GIVEN INSTRUCTION:
Extract every line in the data below that contains the string "roof", and list each such line on its own, in order.

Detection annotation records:
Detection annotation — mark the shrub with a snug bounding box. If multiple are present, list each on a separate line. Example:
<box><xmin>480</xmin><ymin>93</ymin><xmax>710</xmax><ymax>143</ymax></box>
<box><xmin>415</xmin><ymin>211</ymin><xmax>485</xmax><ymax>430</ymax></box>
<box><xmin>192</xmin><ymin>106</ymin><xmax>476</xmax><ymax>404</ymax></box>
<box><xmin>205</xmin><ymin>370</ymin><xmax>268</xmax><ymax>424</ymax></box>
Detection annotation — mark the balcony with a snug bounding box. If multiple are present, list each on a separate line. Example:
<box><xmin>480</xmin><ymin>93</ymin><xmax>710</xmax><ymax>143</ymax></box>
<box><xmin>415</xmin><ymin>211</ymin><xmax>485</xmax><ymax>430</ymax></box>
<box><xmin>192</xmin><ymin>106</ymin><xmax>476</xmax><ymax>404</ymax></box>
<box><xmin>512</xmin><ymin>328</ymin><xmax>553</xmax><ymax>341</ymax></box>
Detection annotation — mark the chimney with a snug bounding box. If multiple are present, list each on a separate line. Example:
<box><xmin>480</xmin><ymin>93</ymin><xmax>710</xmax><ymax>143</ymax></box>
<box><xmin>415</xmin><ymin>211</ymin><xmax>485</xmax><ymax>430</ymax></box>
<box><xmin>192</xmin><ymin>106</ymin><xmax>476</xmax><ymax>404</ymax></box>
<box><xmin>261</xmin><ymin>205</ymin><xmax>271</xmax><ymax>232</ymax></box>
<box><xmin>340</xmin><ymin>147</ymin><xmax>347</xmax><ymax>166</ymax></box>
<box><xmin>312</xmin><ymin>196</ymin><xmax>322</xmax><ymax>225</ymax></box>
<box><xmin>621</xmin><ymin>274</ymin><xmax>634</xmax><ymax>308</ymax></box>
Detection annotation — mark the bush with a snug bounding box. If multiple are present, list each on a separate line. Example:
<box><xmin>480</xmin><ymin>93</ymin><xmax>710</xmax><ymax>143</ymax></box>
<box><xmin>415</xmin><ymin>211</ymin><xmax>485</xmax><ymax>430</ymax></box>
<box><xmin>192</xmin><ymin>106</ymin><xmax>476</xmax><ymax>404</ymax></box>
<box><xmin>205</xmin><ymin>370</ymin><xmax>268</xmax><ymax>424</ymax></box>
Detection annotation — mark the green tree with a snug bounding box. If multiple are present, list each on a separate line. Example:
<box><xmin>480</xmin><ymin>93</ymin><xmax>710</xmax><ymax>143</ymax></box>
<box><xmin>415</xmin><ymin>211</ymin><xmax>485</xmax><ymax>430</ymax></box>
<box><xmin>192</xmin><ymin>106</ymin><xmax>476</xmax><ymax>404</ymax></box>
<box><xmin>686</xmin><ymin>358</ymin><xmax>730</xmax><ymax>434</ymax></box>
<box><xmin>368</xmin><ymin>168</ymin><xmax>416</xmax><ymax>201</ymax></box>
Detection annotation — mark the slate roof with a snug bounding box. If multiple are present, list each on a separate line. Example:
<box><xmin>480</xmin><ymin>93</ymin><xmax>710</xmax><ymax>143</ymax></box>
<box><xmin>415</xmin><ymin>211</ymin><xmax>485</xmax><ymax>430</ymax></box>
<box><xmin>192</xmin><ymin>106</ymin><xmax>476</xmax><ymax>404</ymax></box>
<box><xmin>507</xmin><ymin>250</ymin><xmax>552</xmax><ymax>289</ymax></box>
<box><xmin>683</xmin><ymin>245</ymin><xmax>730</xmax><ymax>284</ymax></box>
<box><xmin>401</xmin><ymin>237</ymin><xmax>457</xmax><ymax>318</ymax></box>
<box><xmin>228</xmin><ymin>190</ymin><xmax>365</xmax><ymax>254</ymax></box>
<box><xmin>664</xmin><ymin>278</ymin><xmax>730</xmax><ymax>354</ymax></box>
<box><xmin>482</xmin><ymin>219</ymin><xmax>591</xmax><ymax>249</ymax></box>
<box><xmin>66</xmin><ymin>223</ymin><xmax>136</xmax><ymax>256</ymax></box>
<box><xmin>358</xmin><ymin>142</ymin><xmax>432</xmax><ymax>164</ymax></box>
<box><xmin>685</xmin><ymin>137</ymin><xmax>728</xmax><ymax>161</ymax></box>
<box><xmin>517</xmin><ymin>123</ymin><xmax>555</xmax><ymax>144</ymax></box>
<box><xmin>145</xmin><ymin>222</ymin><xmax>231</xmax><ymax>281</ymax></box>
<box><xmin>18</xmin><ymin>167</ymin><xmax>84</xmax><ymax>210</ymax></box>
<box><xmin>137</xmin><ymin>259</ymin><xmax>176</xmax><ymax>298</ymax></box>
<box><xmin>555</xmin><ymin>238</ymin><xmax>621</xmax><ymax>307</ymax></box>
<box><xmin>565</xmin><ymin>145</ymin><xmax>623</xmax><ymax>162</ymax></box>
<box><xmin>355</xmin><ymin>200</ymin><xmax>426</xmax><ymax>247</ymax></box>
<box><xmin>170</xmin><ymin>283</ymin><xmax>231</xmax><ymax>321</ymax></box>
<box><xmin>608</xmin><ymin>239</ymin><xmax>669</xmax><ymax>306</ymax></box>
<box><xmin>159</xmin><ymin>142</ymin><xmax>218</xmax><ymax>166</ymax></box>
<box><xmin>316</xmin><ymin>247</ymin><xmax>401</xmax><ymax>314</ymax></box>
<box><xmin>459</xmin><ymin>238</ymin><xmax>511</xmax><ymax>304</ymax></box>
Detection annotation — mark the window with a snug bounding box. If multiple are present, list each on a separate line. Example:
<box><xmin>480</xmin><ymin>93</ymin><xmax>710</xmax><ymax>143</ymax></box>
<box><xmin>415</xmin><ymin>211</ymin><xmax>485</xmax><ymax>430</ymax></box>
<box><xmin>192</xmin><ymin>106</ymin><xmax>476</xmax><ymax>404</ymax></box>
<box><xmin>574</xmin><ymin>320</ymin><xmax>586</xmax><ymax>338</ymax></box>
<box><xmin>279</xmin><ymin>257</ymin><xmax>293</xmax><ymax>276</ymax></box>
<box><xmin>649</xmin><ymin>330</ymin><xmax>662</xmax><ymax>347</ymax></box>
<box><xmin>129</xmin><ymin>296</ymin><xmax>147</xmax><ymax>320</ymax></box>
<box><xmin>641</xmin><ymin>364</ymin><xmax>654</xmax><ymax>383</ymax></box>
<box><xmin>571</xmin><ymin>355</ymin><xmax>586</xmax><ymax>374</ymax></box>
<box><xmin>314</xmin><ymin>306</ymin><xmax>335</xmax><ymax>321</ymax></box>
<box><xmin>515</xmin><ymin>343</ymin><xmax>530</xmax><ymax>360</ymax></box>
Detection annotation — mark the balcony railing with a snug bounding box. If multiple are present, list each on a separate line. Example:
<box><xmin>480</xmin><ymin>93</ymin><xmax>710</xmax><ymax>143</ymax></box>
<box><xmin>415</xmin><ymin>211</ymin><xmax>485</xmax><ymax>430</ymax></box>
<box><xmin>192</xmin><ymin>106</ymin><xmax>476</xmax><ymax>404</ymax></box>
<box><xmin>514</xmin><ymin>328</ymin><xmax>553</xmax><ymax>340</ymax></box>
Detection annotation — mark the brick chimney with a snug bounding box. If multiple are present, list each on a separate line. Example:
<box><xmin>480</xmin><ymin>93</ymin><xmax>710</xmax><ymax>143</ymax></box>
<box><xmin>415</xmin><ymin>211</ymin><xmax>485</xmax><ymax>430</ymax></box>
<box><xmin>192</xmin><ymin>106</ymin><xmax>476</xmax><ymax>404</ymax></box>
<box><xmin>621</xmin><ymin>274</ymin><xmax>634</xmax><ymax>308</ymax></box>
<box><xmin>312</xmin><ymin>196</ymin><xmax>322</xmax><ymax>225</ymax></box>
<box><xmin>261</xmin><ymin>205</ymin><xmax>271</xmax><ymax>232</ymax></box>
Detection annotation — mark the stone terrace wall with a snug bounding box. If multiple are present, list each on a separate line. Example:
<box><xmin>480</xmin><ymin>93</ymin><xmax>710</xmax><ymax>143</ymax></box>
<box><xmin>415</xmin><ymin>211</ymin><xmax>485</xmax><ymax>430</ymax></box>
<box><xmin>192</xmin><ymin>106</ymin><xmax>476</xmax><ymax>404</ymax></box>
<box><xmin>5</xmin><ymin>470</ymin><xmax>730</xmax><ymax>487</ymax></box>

--

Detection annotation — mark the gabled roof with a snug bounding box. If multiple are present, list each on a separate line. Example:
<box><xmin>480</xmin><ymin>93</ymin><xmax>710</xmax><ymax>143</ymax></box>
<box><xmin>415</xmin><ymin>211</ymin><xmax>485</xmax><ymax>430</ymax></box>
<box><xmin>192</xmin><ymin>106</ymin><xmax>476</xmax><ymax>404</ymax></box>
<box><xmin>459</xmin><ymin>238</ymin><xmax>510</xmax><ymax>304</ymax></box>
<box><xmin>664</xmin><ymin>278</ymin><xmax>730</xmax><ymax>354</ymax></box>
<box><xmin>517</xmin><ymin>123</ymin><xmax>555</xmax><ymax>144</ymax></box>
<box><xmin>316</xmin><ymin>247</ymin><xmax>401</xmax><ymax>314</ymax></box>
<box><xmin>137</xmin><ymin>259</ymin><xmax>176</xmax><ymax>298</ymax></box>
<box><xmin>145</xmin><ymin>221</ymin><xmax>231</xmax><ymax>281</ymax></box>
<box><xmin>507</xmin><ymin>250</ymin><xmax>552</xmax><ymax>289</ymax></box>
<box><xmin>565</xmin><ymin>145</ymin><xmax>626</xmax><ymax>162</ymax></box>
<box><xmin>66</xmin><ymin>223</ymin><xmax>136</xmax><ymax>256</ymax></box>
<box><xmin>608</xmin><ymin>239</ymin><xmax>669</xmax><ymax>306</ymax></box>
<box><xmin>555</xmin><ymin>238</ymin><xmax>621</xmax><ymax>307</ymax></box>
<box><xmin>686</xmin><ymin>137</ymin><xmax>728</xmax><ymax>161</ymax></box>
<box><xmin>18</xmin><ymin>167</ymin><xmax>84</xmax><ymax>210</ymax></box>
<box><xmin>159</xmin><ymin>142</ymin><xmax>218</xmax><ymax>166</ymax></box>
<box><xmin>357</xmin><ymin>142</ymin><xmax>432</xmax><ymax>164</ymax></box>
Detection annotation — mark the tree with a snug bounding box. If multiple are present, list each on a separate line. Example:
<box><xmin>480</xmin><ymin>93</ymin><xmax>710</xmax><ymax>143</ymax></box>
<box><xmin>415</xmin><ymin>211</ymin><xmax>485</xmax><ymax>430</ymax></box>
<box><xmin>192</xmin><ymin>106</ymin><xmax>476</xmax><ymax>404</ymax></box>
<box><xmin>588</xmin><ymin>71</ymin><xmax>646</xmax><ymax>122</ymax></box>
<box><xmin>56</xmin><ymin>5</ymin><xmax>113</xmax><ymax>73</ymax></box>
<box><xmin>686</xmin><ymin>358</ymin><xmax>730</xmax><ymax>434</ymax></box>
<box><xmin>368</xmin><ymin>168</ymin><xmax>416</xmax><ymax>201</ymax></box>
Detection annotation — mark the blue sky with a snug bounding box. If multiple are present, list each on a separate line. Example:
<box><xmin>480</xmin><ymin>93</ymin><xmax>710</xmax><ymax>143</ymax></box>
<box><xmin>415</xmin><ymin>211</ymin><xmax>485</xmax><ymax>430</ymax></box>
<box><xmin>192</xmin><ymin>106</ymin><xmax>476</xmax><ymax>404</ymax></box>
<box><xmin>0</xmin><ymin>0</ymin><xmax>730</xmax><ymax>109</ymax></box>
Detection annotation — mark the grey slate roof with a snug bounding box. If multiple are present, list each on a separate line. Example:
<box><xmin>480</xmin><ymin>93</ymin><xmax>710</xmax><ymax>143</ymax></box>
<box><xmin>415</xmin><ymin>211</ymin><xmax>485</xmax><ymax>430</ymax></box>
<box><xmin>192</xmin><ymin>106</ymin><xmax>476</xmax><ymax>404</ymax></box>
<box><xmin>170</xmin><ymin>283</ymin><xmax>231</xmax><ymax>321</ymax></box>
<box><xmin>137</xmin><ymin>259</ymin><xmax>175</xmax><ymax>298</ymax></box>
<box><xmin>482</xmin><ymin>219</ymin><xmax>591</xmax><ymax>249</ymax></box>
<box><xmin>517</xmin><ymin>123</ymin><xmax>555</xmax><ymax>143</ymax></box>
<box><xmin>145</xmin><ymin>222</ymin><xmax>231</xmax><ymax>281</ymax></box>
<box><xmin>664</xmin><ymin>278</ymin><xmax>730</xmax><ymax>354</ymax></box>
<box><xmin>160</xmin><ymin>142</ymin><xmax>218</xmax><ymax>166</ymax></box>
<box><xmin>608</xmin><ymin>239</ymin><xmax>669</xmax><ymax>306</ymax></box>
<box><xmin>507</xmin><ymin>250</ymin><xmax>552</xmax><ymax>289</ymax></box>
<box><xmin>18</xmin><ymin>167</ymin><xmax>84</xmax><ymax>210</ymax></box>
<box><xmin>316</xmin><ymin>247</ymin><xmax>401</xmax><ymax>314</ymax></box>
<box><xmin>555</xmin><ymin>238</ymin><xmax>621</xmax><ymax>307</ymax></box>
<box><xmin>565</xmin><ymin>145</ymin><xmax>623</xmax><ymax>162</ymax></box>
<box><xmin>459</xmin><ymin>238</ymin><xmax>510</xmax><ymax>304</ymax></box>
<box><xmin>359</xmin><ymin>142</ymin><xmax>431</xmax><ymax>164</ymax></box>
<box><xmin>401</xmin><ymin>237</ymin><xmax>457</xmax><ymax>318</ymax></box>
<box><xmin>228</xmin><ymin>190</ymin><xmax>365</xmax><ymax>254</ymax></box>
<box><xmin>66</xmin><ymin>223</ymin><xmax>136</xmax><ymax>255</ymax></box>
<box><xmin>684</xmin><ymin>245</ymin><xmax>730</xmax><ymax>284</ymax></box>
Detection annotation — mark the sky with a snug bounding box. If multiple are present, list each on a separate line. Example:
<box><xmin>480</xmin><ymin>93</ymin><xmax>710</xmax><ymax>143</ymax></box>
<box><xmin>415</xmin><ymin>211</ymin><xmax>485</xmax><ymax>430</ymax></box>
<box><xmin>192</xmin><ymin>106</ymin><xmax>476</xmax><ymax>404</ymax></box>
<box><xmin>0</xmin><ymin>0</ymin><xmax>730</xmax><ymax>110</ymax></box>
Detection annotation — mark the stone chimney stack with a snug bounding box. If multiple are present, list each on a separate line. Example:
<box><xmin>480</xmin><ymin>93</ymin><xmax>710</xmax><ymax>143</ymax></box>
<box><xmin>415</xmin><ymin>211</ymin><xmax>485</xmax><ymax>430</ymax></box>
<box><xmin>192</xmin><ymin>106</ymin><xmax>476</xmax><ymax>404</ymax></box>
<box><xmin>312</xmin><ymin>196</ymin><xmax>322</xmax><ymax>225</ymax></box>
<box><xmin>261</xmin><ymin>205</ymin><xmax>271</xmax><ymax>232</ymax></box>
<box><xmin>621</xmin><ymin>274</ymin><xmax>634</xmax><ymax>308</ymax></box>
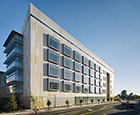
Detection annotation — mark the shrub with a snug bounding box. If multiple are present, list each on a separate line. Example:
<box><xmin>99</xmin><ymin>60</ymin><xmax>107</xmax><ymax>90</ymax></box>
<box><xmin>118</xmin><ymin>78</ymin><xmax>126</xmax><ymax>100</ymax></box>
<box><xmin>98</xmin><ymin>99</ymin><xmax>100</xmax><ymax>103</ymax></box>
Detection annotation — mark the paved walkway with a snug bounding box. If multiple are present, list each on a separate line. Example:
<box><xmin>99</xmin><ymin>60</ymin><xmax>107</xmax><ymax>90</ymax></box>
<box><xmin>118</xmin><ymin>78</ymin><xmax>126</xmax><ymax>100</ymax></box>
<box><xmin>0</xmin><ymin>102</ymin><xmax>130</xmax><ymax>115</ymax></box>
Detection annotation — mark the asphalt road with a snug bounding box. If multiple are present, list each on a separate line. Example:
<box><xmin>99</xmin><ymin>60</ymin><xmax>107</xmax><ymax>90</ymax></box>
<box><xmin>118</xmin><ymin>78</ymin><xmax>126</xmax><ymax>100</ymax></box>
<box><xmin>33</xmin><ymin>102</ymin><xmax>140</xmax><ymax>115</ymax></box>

--

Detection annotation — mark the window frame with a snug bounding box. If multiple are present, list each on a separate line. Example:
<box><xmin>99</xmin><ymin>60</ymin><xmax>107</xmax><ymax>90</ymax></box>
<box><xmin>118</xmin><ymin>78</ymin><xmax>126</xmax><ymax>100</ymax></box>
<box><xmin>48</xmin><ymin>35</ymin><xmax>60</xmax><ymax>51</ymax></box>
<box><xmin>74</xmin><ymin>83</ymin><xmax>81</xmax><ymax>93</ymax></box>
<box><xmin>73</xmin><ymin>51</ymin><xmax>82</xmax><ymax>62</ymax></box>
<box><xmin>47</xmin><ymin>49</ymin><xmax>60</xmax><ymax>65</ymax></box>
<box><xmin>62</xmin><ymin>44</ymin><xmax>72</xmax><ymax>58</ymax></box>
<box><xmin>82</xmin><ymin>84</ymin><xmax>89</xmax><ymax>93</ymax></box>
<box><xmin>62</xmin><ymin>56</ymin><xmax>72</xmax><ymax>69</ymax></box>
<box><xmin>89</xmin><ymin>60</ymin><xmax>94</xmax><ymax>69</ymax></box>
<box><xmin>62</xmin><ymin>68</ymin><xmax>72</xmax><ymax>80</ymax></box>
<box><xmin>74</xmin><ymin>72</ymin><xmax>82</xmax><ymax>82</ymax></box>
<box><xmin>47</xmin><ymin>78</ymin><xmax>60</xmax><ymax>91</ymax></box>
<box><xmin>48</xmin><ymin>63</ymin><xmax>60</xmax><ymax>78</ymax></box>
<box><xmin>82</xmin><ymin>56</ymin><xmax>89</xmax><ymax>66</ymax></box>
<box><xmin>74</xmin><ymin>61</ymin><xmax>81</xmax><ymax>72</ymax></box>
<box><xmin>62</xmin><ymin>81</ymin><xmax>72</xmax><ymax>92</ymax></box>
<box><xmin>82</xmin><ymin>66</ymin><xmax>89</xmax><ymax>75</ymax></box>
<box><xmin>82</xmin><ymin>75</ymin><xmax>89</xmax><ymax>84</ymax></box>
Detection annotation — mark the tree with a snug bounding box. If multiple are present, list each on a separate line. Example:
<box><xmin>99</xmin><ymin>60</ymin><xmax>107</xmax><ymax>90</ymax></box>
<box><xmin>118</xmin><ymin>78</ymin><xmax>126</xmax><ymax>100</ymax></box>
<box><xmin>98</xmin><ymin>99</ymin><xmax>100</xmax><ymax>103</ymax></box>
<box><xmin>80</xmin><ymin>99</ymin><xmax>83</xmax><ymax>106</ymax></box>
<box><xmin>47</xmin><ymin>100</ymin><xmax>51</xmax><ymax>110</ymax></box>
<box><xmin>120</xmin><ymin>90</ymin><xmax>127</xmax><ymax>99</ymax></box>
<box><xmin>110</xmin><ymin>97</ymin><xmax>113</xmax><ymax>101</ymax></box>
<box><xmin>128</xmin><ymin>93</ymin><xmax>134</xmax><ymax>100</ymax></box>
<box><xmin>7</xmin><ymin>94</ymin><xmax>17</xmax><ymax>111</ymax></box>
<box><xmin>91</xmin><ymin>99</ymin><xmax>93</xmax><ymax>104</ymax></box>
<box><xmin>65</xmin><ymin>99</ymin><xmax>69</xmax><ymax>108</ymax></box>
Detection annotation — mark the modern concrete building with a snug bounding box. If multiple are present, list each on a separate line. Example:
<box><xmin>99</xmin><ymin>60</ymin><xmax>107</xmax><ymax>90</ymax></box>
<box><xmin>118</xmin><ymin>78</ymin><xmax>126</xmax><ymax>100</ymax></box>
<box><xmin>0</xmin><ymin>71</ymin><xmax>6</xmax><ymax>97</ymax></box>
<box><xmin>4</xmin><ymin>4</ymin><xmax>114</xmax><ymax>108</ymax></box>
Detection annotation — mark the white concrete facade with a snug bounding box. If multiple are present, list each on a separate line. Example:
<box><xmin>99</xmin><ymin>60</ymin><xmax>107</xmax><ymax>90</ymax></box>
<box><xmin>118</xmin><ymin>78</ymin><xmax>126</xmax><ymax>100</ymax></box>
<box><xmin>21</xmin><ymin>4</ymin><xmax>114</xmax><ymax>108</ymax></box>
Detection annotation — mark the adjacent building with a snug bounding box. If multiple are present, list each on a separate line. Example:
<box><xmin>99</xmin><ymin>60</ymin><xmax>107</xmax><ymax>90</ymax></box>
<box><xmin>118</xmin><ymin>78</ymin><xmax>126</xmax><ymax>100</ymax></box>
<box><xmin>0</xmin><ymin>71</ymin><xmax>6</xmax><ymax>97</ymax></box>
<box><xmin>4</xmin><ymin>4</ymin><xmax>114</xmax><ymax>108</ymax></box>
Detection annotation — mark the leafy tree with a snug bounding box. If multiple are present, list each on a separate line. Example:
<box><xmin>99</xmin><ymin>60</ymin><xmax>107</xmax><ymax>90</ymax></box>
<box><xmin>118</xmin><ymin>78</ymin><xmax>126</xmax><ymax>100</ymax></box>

ANSWER TO THIS EXERCISE:
Detection annotation — mark the slate roof with a snug bounding box. If multiple are present, list each on a separate line. Example:
Detection annotation — mark the gabled roof with a snug bounding box. If multiple are present, list each on a separate line. Example:
Detection annotation — mark the grey slate roof with a snug bounding box. If multiple are present, list each on a separate line. Example:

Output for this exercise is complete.